** Begin PROVIDED INFORMATION **

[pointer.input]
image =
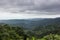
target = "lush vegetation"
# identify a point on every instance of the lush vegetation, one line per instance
(49, 32)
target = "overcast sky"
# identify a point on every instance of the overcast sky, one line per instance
(23, 9)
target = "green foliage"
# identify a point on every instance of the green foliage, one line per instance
(10, 33)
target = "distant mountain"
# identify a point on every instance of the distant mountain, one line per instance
(31, 23)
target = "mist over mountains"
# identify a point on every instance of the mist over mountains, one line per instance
(31, 23)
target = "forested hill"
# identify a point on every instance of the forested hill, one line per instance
(30, 23)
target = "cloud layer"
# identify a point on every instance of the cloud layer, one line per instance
(31, 6)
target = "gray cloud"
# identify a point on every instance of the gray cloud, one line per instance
(31, 5)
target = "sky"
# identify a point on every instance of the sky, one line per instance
(26, 9)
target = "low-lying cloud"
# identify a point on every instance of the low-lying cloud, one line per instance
(50, 7)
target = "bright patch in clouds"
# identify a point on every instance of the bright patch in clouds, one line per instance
(7, 15)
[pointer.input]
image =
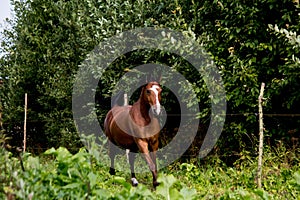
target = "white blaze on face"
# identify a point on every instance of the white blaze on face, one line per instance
(156, 107)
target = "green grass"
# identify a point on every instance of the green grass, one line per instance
(58, 174)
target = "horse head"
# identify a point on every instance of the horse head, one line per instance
(152, 95)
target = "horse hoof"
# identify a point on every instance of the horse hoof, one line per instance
(134, 182)
(112, 171)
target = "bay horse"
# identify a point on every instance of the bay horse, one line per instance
(136, 127)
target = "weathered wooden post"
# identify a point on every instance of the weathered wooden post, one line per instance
(25, 123)
(261, 135)
(1, 122)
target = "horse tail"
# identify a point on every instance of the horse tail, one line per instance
(118, 99)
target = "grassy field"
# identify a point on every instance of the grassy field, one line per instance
(58, 174)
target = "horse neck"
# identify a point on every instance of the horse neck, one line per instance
(141, 109)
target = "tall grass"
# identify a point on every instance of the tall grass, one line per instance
(58, 174)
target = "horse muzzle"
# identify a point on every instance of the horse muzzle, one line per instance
(156, 110)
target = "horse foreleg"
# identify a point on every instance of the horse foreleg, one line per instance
(143, 147)
(154, 172)
(131, 163)
(112, 155)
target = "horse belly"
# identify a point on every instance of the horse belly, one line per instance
(117, 129)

** End PROVIDED INFORMATION **

STATED TASK: Copy the material above exactly and drop the pictures.

RESPONSE TO THIS TASK:
[pointer.input]
image =
target = "lush vegetation"
# identify a point on every instance of the lush vegetation, one line per instance
(49, 32)
target = "overcast sky"
# identify a point on every instance of the overcast sky, one line per instance
(23, 9)
target = "green foliage"
# identify a point on every instance of the green foliage, one line per instance
(10, 33)
target = "distant mountain"
# identify a point on every instance of the distant mountain, one line per instance
(31, 23)
target = "mist over mountains"
# identify a point on every instance of the mist over mountains, one line per instance
(31, 23)
target = "forested hill"
# identify a point on every instance of the forested hill, one line per instance
(30, 23)
target = "cloud layer"
# identify a point on every instance of the cloud layer, one line per instance
(31, 6)
target = "gray cloud"
# identify a point on every instance of the gray cloud, one line per instance
(31, 5)
target = "sky"
# identify a point on every instance of the sky, one line per instance
(26, 9)
target = "low-lying cloud"
# identify a point on every instance of the low-lying cloud, one line per instance
(50, 7)
target = "bright patch in clouds"
# identify a point on every instance of the bright patch in clouds, one line per instance
(7, 15)
[pointer.input]
image =
target = "white blaze on face"
# identify a point on every instance of the white blaze on face, one line per instance
(156, 107)
target = "green grass"
# identify a point on every instance of the green grass, one line per instance
(58, 174)
target = "horse head"
# identify a point on every instance of the horse head, one line per instance
(152, 95)
target = "horse hoof"
# identify a point on every instance of the horse hoof, one line per instance
(134, 182)
(112, 171)
target = "bay horse"
# identify a point on every instance of the bay horse, one line per instance
(136, 127)
target = "weathered wooden post"
# identify a point on every instance of the weathered wooden post, one line per instance
(25, 123)
(261, 135)
(1, 122)
target = "horse tail"
# identify a point on every instance of the horse tail, one line per instance
(118, 99)
target = "grassy field"
# identify a point on every instance of the grassy field, one line per instance
(58, 174)
target = "horse neck"
# identify a point on every instance of the horse neck, one line per instance
(141, 109)
target = "tall grass"
# identify a point on every instance of the tall grass, one line per instance
(58, 174)
target = "horse muzzle"
# identify a point on every instance of the horse muzzle, one line per instance
(156, 110)
target = "horse foreleg"
# identify a point on every instance of the horse foreleg, one line per instance
(143, 147)
(154, 172)
(131, 163)
(112, 155)
target = "horse belly"
# identify a point on every instance of the horse belly, one line per instance
(117, 129)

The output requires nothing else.